Source records:
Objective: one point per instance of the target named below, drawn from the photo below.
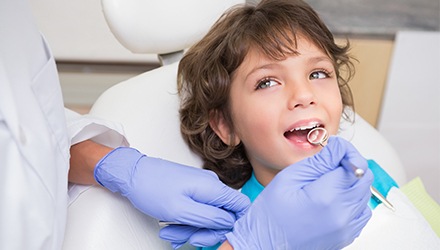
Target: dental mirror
(317, 136)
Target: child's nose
(301, 96)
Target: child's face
(270, 98)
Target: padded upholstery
(147, 107)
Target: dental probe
(318, 136)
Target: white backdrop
(410, 117)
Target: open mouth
(299, 134)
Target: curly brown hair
(206, 70)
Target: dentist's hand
(172, 192)
(314, 204)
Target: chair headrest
(162, 26)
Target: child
(256, 84)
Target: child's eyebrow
(260, 67)
(318, 59)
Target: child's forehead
(274, 52)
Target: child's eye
(266, 83)
(319, 74)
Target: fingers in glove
(199, 237)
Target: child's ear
(218, 123)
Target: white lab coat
(34, 139)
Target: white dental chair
(147, 107)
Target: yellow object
(428, 207)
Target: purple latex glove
(171, 192)
(312, 204)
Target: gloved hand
(312, 204)
(172, 192)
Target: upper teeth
(305, 127)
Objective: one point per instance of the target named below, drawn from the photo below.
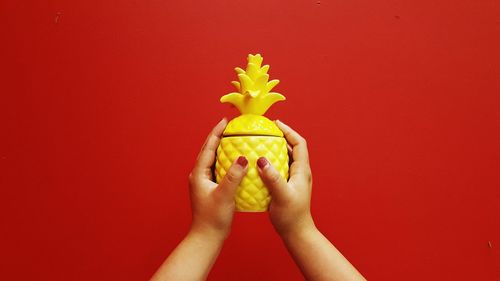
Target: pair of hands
(213, 204)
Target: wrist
(208, 233)
(299, 228)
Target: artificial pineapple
(252, 135)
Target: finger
(272, 179)
(206, 157)
(299, 147)
(233, 178)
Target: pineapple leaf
(239, 70)
(261, 83)
(235, 99)
(271, 84)
(246, 83)
(265, 69)
(236, 84)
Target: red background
(105, 104)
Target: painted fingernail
(262, 162)
(242, 161)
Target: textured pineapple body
(252, 195)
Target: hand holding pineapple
(251, 166)
(213, 204)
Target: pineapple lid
(253, 99)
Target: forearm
(317, 258)
(192, 259)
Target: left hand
(213, 204)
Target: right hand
(290, 204)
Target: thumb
(272, 179)
(233, 177)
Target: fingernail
(242, 161)
(262, 162)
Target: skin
(213, 208)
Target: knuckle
(191, 177)
(232, 177)
(274, 178)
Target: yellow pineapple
(252, 135)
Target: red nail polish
(262, 162)
(242, 161)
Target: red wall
(105, 104)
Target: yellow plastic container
(252, 135)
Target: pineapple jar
(252, 135)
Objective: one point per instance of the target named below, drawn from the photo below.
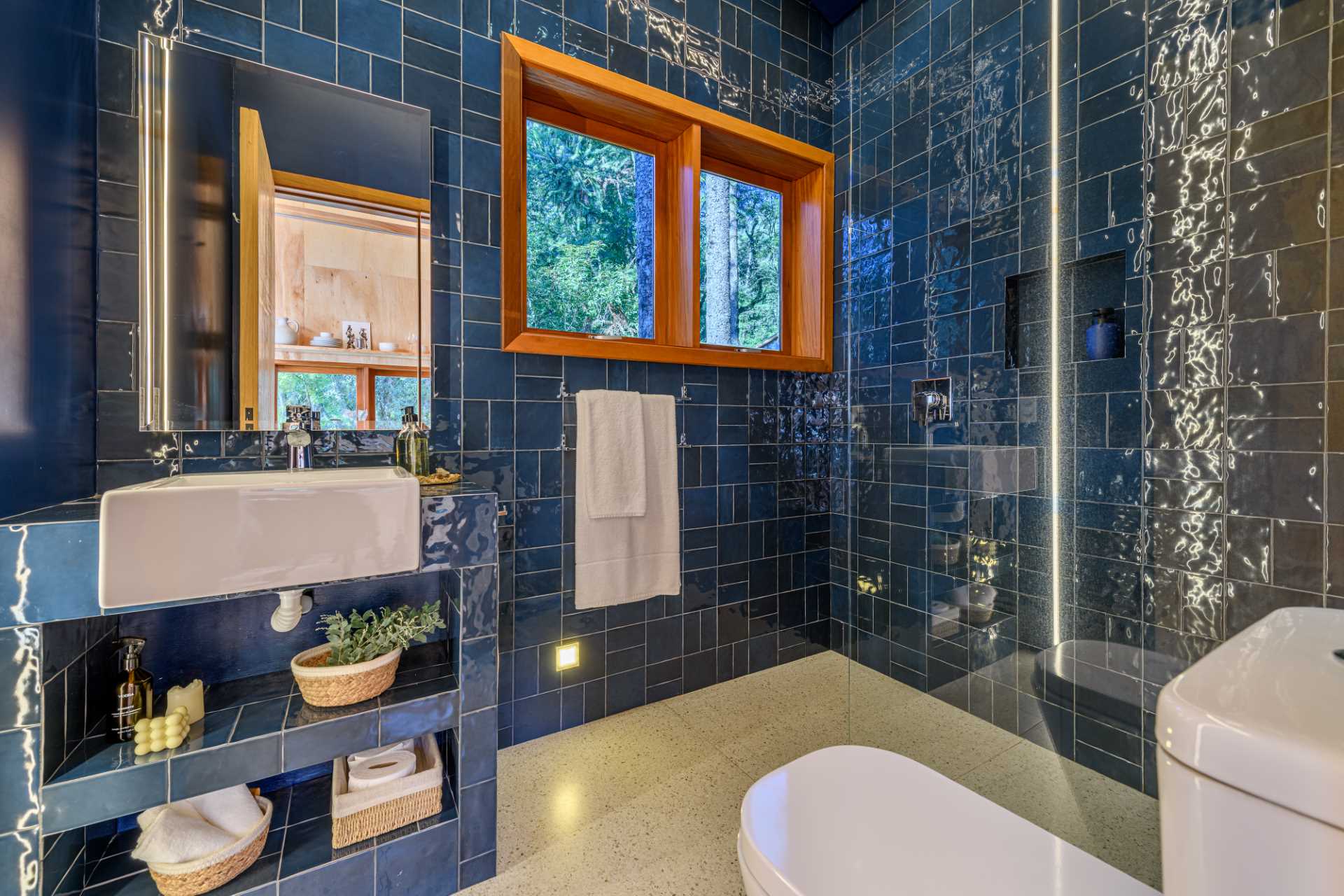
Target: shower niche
(1094, 295)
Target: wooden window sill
(638, 349)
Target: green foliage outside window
(739, 264)
(391, 394)
(330, 394)
(589, 234)
(590, 245)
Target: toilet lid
(857, 821)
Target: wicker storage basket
(218, 868)
(366, 813)
(324, 685)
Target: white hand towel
(233, 809)
(610, 454)
(176, 833)
(374, 752)
(625, 559)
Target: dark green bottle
(412, 451)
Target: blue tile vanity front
(73, 806)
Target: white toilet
(1252, 777)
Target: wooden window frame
(549, 86)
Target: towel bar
(685, 397)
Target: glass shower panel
(1091, 351)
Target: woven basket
(324, 685)
(218, 868)
(368, 813)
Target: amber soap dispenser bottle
(134, 699)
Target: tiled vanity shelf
(254, 729)
(299, 846)
(54, 552)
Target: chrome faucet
(300, 422)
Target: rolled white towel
(374, 752)
(176, 833)
(233, 809)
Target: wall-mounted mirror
(284, 248)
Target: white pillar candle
(191, 696)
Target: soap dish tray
(366, 813)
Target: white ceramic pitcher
(286, 331)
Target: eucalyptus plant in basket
(362, 653)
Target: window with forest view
(741, 244)
(334, 396)
(394, 394)
(589, 234)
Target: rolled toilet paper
(384, 770)
(374, 752)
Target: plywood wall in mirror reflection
(344, 264)
(255, 285)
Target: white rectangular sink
(210, 533)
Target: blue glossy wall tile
(1170, 481)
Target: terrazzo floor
(647, 801)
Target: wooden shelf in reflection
(362, 358)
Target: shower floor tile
(647, 801)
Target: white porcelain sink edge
(211, 533)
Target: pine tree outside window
(641, 226)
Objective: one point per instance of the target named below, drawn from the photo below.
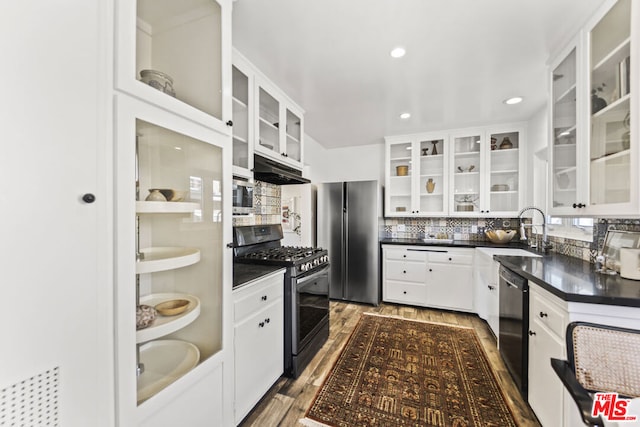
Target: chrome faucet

◆ **TRY IT**: Although the records contain pictures, return only their text, exactly as written.

◆ **OUTPUT BELOW**:
Objective: one point per instance of the target named below, drawn from the photo below.
Target: dental mirror
(317, 136)
Target: child's nose
(301, 96)
Target: child's face
(270, 98)
Target: padded upholstery
(147, 107)
Target: dental probe
(318, 136)
Target: white backdrop
(410, 117)
Target: open mouth
(299, 134)
Target: curly brown hair
(206, 70)
Target: dentist's hand
(172, 192)
(314, 204)
Target: chair headrest
(162, 26)
Target: child
(256, 84)
Target: child's eyebrow
(260, 67)
(318, 59)
Target: child's forehead
(274, 52)
Target: child's eye
(266, 83)
(319, 74)
Target: fingers in glove
(199, 237)
Target: child's ear
(218, 123)
Target: white lab coat
(34, 139)
Target: white dental chair
(147, 107)
Target: yellow object
(428, 207)
Target: purple latex glove
(171, 192)
(312, 204)
Target: gloved hand
(312, 204)
(172, 192)
Target: upper teeth
(305, 127)
Objective: one point per instance of the target named below, drawn from the photo below.
Target: pair of hands
(213, 204)
Target: wrist
(208, 233)
(299, 228)
Target: artificial pineapple
(252, 135)
Target: finger
(272, 179)
(206, 157)
(299, 147)
(233, 178)
Target: pineapple leaf
(239, 70)
(261, 83)
(235, 99)
(271, 84)
(246, 83)
(265, 69)
(236, 84)
Target: red background
(105, 104)
Target: painted fingernail
(262, 162)
(242, 161)
Target: textured pineapple body
(252, 195)
Target: hand holding pineapple
(251, 166)
(213, 204)
Target: pineapple lid
(253, 99)
Target: forearm
(317, 258)
(192, 259)
Target: left hand
(213, 204)
Target: right hand
(290, 204)
Target: thumb
(272, 179)
(233, 177)
Target: fingernail
(242, 161)
(262, 162)
Target: skin
(213, 208)
Target: knuckle
(191, 177)
(232, 177)
(274, 178)
Target: yellow pineapple
(252, 135)
Target: red nail polish
(262, 162)
(242, 161)
Target: red wall
(105, 104)
Target: yellow plastic container
(252, 135)
Target: pineapple jar
(252, 135)
Objective: one point per instance of the target named below, drawn from the photo below.
Target: shower niche
(1094, 295)
Target: wooden window sill
(638, 349)
Target: green foliage outside window
(739, 264)
(391, 394)
(330, 394)
(589, 234)
(590, 245)
Target: toilet lid
(857, 821)
Target: wicker storage basket
(218, 868)
(366, 813)
(324, 685)
Target: white hand towel
(233, 809)
(610, 454)
(176, 833)
(374, 752)
(625, 559)
Target: dark green bottle
(412, 451)
Target: blue tile vanity front
(73, 806)
Target: white toilet
(1252, 777)
Target: wooden window frame
(549, 86)
Target: towel bar
(685, 397)
Target: glass shower panel
(1091, 351)
Target: woven basket
(324, 685)
(218, 868)
(368, 813)
Target: amber soap dispenser bottle
(134, 699)
Target: tiled vanity shelf
(254, 729)
(299, 846)
(54, 552)
Target: chrome faucet
(300, 422)
Target: rolled white towel
(374, 752)
(176, 833)
(233, 809)
Target: wall-mounted mirror
(284, 248)
Target: white pillar candle
(191, 696)
Target: soap dish tray
(366, 813)
Target: white ceramic pitcher
(286, 331)
Target: eucalyptus plant in basket
(362, 653)
Target: window with forest view
(741, 244)
(334, 396)
(394, 394)
(589, 234)
Target: rolled toilet paper
(384, 770)
(374, 752)
Target: plywood wall in mirror reflection
(344, 264)
(255, 285)
Target: white rectangular sink
(210, 533)
Target: blue glossy wall tile
(1170, 481)
Target: terrazzo floor
(647, 801)
Target: wooden shelf in reflection
(362, 358)
Target: shower floor tile
(647, 801)
Target: white porcelain sink edge
(211, 533)
Target: pine tree outside window
(641, 226)
Objective: one point per instance of the target named below, drawn from the photo below.
Target: chrome faucet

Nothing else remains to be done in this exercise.